> _Text provided_
Its now been a couple of months since I removed Flash from my Mac & I thought it might be useful to share some of my experiences, both good & bad. It hasn’t been 100% plain sailing but my Mac now definitely runs quieter, lasts longer and my browser no longer crashes on a daily basis!
Why remove Flash?
You may be asking, why would I want to remove Flash? My reasons for removing Flash are:
- It makes the fans on my Mac go crazy
- It reduces the battery life
- I got sick of Safari freezing up and eventually crashing (almost daily!)
There are also other, more politically charged issues, such as it not being terribly good at accessibility or the fact that it doesn’t run well on mobile/tablet devices1. But these weren’t really of any consequence when considering removing Flash from my desktop machine.
John Gruber explains the process of removing Flash from you system. He also outlines a work around for sites that still need Flash by installing Chrome & using it for sites that require Flash. Chrome comes bundled with its own version of the Flash plugin that doesn’t need to be installed at the system level, which makes it a great solution for the occasional Flash website. As I have to regularly test code in a number of browsers I already had Chrome installed, so this was a pretty easy work around for me.

> _Activities_
1. Answer these about the post on removing Flash from a Mac:
(a) How long has it been since the writer removed Flash?
(b) Which browser kept freezing and crashing?
(c) Why doesn't the Chrome workaround need Flash installed at the system level?
2. Carry on the post about removing Flash from a Mac, picking up after its last sentence.

> _Records provided_
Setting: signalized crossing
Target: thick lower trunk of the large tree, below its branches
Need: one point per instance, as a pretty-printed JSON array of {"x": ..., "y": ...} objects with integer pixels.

==

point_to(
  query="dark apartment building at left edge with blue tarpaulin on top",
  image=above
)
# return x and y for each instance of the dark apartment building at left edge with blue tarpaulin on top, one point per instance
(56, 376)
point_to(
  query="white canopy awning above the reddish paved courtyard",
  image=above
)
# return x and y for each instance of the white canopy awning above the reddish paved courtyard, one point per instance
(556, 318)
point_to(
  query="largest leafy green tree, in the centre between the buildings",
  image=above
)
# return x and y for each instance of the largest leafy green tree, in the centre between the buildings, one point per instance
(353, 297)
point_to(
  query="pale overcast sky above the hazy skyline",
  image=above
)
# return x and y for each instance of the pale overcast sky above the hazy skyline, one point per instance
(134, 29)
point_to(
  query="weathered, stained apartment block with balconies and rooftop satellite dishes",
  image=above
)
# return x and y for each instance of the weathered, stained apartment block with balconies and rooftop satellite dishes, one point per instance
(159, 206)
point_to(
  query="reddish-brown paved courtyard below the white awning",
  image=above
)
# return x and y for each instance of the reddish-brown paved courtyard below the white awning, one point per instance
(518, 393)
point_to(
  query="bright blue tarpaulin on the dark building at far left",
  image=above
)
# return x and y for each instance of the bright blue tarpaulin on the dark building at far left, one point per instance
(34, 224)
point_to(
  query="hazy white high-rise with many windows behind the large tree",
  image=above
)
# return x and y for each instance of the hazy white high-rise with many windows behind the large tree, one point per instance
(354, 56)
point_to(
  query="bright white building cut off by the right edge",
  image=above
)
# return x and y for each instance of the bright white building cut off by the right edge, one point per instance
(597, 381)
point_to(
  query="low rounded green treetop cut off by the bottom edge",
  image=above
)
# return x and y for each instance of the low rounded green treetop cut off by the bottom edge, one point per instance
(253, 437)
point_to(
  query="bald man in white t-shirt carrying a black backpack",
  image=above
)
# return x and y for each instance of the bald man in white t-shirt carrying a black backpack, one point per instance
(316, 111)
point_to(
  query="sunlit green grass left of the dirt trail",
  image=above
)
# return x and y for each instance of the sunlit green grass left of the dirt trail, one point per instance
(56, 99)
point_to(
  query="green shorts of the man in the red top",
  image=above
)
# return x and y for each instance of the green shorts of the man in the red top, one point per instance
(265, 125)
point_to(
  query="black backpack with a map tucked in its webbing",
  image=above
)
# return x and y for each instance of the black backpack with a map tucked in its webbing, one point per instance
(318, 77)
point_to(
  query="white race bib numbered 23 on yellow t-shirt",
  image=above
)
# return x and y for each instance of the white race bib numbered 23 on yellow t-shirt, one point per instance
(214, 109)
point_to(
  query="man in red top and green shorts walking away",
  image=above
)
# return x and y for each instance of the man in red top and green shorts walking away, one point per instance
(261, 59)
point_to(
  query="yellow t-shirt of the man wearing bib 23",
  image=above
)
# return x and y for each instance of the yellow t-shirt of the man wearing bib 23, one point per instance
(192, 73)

> _Set of answers_
1.
(a) A couple of months.
(b) Safari.
(c) Chrome comes bundled with its own version of the Flash plugin.

2.
Instead of having to copy and paste URL’s between Safari & Chrome when you land on a website that absolutely needs Flash, I installed the ‘Open in Chrome’ Safari Extension. This, via a small proxy app, lets you add an icon to Safari’s toolbar which opens the current page in Chrome. It works really well and definitely improves the workflow2. This differs a little from Grubers suggestion but having this button works better for me.
I’d also highly recommend installing the YouTube5 Safari Extension, which in the authors own words:
removes the need to use flash on YouTube by converting all videos to their HTML5 video tag equivalents. It also has the added benefits of decreased CPU usage compared to flash, and the removal of in-video ads.
Update (05/08/11) Joseph Schmitt posted an alternative to the YouTube5 extension for anyone currently having problem with the plugin. Its called Embedinator and produces largely the same result as YouTube5 but using a slightly different technique.
Problem Sites I visit regularly
Here are some of the sites that I visit regularly that have been an issue since removing Flash:
Like most people I know, I use Google Analytics to track my sites usage, unfortunately the charts/maps require Flash and won’t display.
Videos don’t work.
Video/Audio don’t work
Music Promo Sites (Fatdrop/React Promo)
By default, Flash is required to play audio. There is a setting hidden in your account details to enable HTML5 audio support which worked a treat for me!
Ironically, I found the solution to most of the above sites was to use iOS instead of my Mac. I can check my GA stats quickly using Analytics App (although still use Chrome for a proper analysis) & video for both Facebook & iPlayer work perfectly on the iPhone/iPad.
The only common use I have for Flash that I didn’t find a suitable work around for was listening to promo music.
Common uses for Flash on the web
When browsing without Flash you notice just how many sites make use of Flash in someway or another. Most of these use-cases could be just as adequately solved using HTML5, especially as browser parity improves.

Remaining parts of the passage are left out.